* START *

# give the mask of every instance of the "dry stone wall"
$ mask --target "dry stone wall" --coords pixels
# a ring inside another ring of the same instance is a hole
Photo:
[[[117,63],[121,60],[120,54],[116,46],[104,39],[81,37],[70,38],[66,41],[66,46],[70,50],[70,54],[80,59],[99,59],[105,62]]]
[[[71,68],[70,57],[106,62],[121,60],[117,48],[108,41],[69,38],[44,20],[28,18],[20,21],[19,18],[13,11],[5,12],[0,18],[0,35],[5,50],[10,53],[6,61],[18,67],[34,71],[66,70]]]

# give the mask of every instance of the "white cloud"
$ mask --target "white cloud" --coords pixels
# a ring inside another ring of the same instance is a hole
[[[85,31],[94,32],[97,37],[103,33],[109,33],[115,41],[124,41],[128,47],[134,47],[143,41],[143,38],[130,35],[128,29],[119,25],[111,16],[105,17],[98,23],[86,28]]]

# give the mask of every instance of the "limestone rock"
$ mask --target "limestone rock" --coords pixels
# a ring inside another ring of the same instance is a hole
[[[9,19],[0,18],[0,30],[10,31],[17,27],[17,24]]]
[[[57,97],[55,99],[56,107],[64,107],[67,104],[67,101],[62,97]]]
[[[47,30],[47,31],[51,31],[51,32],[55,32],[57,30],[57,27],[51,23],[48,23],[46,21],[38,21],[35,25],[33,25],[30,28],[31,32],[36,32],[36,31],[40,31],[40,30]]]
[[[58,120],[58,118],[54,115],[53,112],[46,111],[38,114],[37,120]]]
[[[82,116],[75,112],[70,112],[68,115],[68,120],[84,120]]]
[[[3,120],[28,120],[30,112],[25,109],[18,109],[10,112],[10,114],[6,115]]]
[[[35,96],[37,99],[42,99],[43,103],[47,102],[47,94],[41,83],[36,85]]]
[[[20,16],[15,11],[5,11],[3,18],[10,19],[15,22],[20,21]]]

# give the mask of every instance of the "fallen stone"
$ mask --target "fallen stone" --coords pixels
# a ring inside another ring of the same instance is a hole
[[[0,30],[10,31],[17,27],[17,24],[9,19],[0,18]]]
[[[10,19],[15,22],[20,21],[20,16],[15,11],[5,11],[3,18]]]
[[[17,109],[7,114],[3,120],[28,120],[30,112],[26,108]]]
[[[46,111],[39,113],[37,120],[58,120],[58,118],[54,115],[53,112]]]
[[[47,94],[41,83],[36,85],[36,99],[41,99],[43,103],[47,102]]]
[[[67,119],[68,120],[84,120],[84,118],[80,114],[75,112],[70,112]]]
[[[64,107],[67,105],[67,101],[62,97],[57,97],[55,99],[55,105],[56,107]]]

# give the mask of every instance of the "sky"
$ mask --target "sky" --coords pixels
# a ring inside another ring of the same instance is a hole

* END *

§ Problem to solve
Give the entries once more, exactly as they appear.

§ Answer below
# give the mask of every instance of the "dry stone wall"
$ mask --target "dry stone wall" --coords pixels
# a ring inside another ring of the same instance is a hole
Photo:
[[[117,63],[121,60],[120,54],[116,46],[104,39],[81,37],[70,38],[66,41],[66,46],[70,50],[70,54],[80,59],[99,59],[105,62]]]
[[[71,68],[70,57],[106,62],[121,60],[117,48],[108,41],[69,38],[44,20],[28,18],[20,21],[19,18],[13,11],[5,12],[0,18],[0,35],[5,50],[10,53],[6,61],[18,67],[34,71],[66,70]]]

# give the mask of every instance of the "white cloud"
$ mask --target "white cloud" --coords pixels
# a ring inside another ring of the same instance is a hole
[[[85,31],[94,32],[97,37],[103,33],[109,33],[115,41],[124,41],[128,47],[134,47],[143,41],[143,38],[130,35],[128,29],[119,25],[111,16],[105,17],[98,23],[86,28]]]

# give the mask of every instance of the "limestone rock"
$ mask --target "limestone rock" --coords pixels
# a ring inside another ring of the same instance is a hole
[[[9,19],[0,18],[0,30],[10,31],[17,27],[17,24]]]
[[[57,97],[55,99],[56,107],[64,107],[67,104],[67,101],[62,97]]]
[[[47,30],[47,31],[51,31],[51,32],[55,32],[57,30],[57,27],[51,23],[48,23],[46,21],[38,21],[35,25],[33,25],[30,28],[31,32],[36,32],[36,31],[40,31],[40,30]]]
[[[58,120],[58,118],[54,115],[53,112],[46,111],[38,114],[37,120]]]
[[[82,116],[75,112],[70,112],[68,115],[68,120],[84,120]]]
[[[3,120],[28,120],[30,112],[25,109],[18,109],[10,112],[10,114],[6,115]]]
[[[35,96],[37,99],[42,99],[43,103],[47,102],[47,94],[41,83],[36,85]]]
[[[20,16],[15,11],[5,11],[3,18],[10,19],[15,22],[20,21]]]

# give the mask of every instance of the "fallen stone"
$ mask --target "fallen stone" --coords pixels
# a ring inside another ring of the same instance is a hole
[[[0,30],[10,31],[17,27],[17,24],[9,19],[0,18]]]
[[[10,19],[15,22],[20,21],[20,16],[15,11],[5,11],[3,18]]]
[[[17,109],[7,114],[3,120],[28,120],[30,112],[26,108]]]
[[[46,111],[39,113],[37,120],[58,120],[58,118],[54,115],[53,112]]]
[[[47,94],[41,83],[36,85],[36,99],[41,99],[43,103],[47,102]]]
[[[67,119],[68,120],[84,120],[84,118],[80,114],[75,112],[70,112]]]
[[[64,107],[67,105],[67,101],[62,97],[57,97],[55,99],[55,105],[56,107]]]

# give the mask of every instance of the "sky"
$ mask --target "sky" --coords pixels
# a ring inside another ring of the same instance is a hole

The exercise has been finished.